Task to carry out ::
Records follow. Pull out every line that contains "target".

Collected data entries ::
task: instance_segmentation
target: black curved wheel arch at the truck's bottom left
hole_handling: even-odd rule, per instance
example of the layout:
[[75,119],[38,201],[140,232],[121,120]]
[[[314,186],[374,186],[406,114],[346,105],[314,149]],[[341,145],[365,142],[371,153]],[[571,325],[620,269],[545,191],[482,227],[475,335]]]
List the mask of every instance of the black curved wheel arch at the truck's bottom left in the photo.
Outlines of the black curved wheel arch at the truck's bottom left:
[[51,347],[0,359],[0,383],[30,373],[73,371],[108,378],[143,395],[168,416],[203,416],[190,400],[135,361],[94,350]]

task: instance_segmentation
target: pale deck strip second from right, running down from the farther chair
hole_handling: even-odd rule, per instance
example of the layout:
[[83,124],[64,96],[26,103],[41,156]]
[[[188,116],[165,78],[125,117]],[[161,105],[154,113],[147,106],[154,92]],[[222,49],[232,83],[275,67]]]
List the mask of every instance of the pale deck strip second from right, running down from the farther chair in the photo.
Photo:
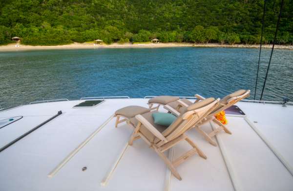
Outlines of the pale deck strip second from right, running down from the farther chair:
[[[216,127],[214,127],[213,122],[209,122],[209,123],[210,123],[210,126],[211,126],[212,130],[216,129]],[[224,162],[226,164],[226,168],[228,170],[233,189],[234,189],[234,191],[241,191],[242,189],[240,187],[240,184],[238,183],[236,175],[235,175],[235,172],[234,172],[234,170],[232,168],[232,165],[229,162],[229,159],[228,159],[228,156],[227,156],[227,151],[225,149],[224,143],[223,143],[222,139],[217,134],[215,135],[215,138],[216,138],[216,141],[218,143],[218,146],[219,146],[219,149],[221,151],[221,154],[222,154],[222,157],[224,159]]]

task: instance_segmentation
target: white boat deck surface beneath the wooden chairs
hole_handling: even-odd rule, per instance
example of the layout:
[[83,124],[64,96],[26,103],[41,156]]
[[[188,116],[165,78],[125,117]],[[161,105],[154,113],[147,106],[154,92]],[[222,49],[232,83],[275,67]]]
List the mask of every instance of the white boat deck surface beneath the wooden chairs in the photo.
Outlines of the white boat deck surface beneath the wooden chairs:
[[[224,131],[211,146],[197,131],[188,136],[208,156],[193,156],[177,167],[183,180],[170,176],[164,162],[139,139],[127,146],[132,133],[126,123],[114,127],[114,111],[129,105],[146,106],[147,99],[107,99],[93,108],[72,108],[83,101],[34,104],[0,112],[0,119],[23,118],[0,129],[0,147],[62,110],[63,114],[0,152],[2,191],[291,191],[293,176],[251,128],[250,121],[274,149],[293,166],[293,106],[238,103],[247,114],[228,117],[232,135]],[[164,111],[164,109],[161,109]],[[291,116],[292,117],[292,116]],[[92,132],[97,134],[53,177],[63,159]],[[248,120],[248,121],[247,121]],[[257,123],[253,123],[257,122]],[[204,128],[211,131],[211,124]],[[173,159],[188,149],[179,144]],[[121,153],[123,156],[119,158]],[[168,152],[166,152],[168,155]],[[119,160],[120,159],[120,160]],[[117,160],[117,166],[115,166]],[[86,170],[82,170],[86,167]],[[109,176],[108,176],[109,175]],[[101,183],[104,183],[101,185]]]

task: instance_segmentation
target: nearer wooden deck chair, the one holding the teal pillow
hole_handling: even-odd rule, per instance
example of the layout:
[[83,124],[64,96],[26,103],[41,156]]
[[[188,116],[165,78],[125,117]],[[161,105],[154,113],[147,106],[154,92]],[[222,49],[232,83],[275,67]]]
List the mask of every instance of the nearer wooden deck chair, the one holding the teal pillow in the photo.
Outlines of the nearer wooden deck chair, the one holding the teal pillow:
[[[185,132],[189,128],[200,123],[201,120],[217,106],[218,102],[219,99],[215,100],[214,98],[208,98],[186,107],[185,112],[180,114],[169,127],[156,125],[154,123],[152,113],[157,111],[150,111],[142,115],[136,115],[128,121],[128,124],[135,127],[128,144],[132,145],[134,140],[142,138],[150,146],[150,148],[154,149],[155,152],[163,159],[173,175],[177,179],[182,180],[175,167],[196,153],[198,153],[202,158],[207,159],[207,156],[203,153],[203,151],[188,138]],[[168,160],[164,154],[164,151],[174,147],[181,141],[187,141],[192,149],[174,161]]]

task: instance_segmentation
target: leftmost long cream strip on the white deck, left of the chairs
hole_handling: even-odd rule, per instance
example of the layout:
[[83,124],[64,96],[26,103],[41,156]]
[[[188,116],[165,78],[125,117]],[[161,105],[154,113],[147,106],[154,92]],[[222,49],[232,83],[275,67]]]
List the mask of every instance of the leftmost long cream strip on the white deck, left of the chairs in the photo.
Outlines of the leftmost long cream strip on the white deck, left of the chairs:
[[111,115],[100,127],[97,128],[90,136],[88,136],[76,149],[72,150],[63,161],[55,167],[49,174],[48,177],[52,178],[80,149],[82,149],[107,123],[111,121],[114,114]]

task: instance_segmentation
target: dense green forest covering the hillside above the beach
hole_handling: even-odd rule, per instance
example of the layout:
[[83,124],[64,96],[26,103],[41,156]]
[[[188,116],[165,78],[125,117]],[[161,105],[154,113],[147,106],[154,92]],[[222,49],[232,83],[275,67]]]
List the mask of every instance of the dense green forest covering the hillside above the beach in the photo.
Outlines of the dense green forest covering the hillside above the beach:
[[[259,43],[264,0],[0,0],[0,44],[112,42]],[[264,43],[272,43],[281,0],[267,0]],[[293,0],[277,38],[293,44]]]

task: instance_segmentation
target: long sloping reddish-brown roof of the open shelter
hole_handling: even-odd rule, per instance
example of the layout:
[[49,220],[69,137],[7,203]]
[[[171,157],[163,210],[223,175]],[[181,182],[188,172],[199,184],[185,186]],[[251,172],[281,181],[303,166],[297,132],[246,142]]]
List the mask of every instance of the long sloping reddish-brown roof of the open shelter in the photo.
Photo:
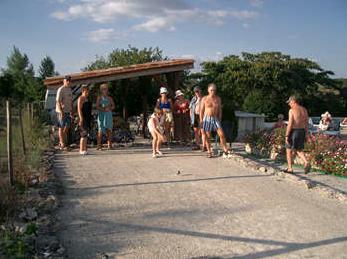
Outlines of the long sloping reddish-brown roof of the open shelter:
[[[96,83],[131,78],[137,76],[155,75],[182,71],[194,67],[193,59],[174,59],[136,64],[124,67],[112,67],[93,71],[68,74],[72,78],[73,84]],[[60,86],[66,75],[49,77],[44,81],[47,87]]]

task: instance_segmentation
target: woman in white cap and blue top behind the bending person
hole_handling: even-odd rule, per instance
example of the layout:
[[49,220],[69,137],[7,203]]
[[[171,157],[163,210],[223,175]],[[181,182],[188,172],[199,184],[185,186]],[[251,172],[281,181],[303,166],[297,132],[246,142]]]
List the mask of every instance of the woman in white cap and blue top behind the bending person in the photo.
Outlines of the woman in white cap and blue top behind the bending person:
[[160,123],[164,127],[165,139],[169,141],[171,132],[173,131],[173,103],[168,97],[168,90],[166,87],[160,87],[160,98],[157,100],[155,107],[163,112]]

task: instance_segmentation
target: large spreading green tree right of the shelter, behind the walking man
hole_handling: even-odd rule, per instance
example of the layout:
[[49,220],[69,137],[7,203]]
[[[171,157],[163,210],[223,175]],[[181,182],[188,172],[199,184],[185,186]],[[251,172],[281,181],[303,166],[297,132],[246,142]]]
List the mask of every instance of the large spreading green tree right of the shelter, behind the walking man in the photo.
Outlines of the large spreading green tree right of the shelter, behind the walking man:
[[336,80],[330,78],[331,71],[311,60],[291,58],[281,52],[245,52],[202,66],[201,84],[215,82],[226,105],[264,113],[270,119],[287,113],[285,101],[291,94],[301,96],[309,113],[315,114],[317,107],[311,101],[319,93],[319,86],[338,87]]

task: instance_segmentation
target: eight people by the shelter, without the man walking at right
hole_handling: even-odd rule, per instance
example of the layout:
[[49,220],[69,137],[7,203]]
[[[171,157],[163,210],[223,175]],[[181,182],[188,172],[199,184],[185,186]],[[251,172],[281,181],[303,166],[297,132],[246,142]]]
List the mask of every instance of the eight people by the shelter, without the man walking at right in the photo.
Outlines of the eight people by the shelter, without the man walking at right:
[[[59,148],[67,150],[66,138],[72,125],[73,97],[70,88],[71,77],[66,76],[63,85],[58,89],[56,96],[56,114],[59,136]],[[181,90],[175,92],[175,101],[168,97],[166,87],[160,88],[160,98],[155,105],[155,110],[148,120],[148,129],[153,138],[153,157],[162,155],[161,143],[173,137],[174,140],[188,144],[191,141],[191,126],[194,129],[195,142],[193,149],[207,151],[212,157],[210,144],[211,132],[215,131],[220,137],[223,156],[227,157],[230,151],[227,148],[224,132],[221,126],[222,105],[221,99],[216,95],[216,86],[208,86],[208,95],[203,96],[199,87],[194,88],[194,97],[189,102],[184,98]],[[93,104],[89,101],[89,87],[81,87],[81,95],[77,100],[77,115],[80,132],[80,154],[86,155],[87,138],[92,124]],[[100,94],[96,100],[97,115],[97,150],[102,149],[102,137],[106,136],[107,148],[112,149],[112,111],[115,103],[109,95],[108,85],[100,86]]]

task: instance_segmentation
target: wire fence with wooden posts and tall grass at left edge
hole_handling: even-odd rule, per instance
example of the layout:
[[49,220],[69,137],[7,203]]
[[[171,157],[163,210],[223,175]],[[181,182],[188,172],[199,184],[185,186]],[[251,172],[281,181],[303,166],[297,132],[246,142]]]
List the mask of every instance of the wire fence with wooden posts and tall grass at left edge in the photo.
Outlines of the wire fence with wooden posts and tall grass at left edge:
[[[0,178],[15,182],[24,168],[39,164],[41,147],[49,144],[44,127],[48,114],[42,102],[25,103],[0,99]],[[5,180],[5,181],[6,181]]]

Exercise result ::
target: black curved wheel arch at the truck's bottom left
target: pale deck strip second from right, running down from the farther chair
target: white boat deck surface beneath the wooden chairs
target: nearer wooden deck chair, the one holding the teal pillow
target: leftmost long cream strip on the white deck, left of the chairs
target: dense green forest covering the hillside above the beach
target: long sloping reddish-brown roof of the open shelter
target: woman in white cap and blue top behind the bending person
target: large spreading green tree right of the shelter, behind the walking man
target: eight people by the shelter, without the man walking at right
target: wire fence with wooden posts and tall grass at left edge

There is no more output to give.